━━ Page ━━

Deux ans après la tragédie au port de Beyrouth – une métaphore qui décrit bien l'ensemble de l'État libanais –, les énormes silos à grains du port continuent de se désintégrer et les incendies toxiques de se nourrir de leur contenu en pleine décomposition, terrorisant les habitants et faisant craindre des nuages nauséabonds de poussière cancérigène susceptibles d’accabler de nouvelles souffrances une capitale brutalement privée de son âme.
Au-delà des 218 morts, des milliers de blessés, des 15 milliards de dollars de dégâts matériels et des 300 000 sans-abri, le nombre de personnes touchées de façon permanente par ce crime du siècle est incalculable. Tout le monde y a perdu quelqu'un, et un grand nombre de personnes sont à jamais défigurées.

━━━
━━ Contenu des données ━━

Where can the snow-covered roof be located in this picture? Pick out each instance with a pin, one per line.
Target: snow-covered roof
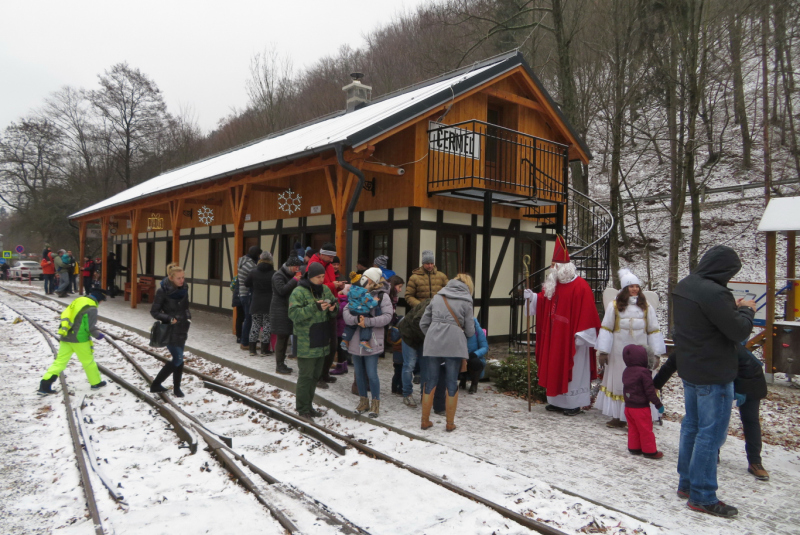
(349, 129)
(782, 213)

━━━

* Travail demandé
Reproduisez fidèlement le passage du texte sur le port de Beyrouth commençant par « Deux ans après » et se terminant par « de son âme. ». Les données constituent un matériau distinct du texte sur le port de Beyrouth.

* Résultat de l'exercice
Deux ans après la tragédie au port de Beyrouth – une métaphore qui décrit bien l'ensemble de l'État libanais –, les énormes silos à grains du port continuent de se désintégrer et les incendies toxiques de se nourrir de leur contenu en pleine décomposition, terrorisant les habitants et faisant craindre des nuages nauséabonds de poussière cancérigène susceptibles d’accabler de nouvelles souffrances une capitale brutalement privée de son âme.